◆ **Task instructions**
Write out all of the entries exactly as given.

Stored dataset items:
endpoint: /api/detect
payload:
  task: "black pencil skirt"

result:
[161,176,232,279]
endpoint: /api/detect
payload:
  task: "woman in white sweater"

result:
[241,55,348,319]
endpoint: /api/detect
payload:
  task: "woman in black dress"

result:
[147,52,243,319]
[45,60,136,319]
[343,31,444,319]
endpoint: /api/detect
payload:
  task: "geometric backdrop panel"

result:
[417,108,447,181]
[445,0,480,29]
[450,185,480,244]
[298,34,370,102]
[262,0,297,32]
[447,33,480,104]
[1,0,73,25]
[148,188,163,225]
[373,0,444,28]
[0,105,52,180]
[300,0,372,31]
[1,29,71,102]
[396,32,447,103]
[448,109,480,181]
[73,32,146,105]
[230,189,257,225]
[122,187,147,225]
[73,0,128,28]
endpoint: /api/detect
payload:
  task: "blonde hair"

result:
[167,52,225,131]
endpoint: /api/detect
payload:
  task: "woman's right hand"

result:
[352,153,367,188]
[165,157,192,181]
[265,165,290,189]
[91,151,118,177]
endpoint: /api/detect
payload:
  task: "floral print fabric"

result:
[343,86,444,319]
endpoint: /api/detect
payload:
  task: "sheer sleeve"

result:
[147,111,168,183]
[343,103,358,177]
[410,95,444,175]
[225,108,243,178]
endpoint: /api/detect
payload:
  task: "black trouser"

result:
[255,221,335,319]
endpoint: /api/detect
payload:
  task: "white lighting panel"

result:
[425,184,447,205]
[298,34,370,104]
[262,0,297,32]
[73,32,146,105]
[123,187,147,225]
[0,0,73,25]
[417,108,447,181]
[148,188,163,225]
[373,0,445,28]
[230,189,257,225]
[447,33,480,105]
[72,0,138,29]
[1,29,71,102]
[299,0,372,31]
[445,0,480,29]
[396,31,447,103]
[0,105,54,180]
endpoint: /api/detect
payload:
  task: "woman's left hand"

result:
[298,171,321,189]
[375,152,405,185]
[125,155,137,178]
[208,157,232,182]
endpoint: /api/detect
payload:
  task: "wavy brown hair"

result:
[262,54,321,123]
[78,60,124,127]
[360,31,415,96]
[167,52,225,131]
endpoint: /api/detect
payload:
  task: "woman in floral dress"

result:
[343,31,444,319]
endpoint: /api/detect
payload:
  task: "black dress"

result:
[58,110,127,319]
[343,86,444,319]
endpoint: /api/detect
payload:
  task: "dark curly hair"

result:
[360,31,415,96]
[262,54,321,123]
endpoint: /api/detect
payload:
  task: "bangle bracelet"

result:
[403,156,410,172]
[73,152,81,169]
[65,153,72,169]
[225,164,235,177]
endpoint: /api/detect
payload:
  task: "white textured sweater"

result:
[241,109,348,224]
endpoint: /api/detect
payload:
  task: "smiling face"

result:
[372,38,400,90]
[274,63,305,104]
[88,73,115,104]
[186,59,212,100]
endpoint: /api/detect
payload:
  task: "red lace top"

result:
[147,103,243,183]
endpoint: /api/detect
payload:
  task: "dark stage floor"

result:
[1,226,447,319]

◆ **Result for this task**
endpoint: /api/detect
payload:
  task: "black pencil skirt"

result:
[161,176,232,279]
endpoint: /api/detect
payload:
  task: "woman in white sweater"

result:
[241,55,348,319]
endpoint: /api/detect
payload:
  task: "woman in black dress"

result:
[147,52,243,319]
[45,60,136,319]
[343,31,444,319]
endpoint: /api/detect
payload:
  task: "geometric backdrop panel"

result:
[417,108,447,181]
[445,0,480,29]
[450,185,480,244]
[298,34,370,102]
[262,0,297,32]
[447,33,480,104]
[1,0,73,25]
[148,188,163,225]
[373,0,444,28]
[0,105,52,180]
[300,0,372,31]
[1,29,71,102]
[396,32,447,103]
[448,109,480,181]
[73,32,146,105]
[230,189,257,225]
[122,187,147,225]
[73,0,128,28]
endpoint: /api/detect
payload:
  task: "blonde hair"

result:
[167,52,225,131]
endpoint: /api/detect
payload:
  task: "woman's right hand"

result:
[352,153,367,188]
[165,157,192,181]
[265,165,290,189]
[91,151,118,177]
endpoint: /api/detect
payload:
  task: "floral print fabric"

result:
[343,86,444,319]
endpoint: /api/detect
payload:
  task: "sheer sleeve"

result:
[147,111,168,183]
[343,103,358,177]
[410,95,444,175]
[225,108,243,178]
endpoint: /api/detect
payload:
  task: "black trouser"

result:
[255,221,335,319]
endpoint: /api/detect
payload:
  task: "white lighting panel"

result:
[425,184,447,205]
[298,34,370,104]
[262,0,297,32]
[73,32,146,105]
[123,187,147,225]
[0,0,73,25]
[417,108,447,181]
[148,188,163,225]
[373,0,445,28]
[230,189,257,225]
[447,33,480,105]
[72,0,138,29]
[1,29,71,102]
[299,0,372,31]
[445,0,480,29]
[396,31,447,103]
[0,105,54,180]
endpoint: /api/detect
payload:
  task: "woman's left hand"

result:
[298,171,321,189]
[375,152,405,185]
[125,155,137,178]
[208,157,232,182]
endpoint: /api/detect
payload:
  task: "wavy brown hair"

result:
[262,54,321,123]
[78,60,124,127]
[360,31,415,96]
[167,52,225,131]
endpoint: /api/detect
payload:
  task: "woman in floral dress"

result:
[343,31,444,319]
endpoint: /api/detect
payload:
  task: "black dress"

result:
[58,110,127,319]
[343,86,444,319]
endpoint: /api/detect
payload:
  task: "dark curly hair"

result:
[360,31,415,96]
[262,54,321,123]
endpoint: /api/detect
payload:
  task: "bangle bracelet"

result:
[403,156,410,172]
[73,152,81,169]
[65,153,72,169]
[225,164,235,177]
endpoint: /api/detect
payload:
  task: "white textured sweater"

result:
[241,109,348,224]
endpoint: /api/detect
payload:
  task: "smiling face"

result:
[372,38,400,90]
[274,63,305,104]
[88,73,115,104]
[186,59,212,100]
endpoint: /api/detect
payload:
  task: "red lace top"

result:
[147,103,243,183]
endpoint: /api/detect
payload:
  task: "dark stage floor"

result:
[1,226,447,319]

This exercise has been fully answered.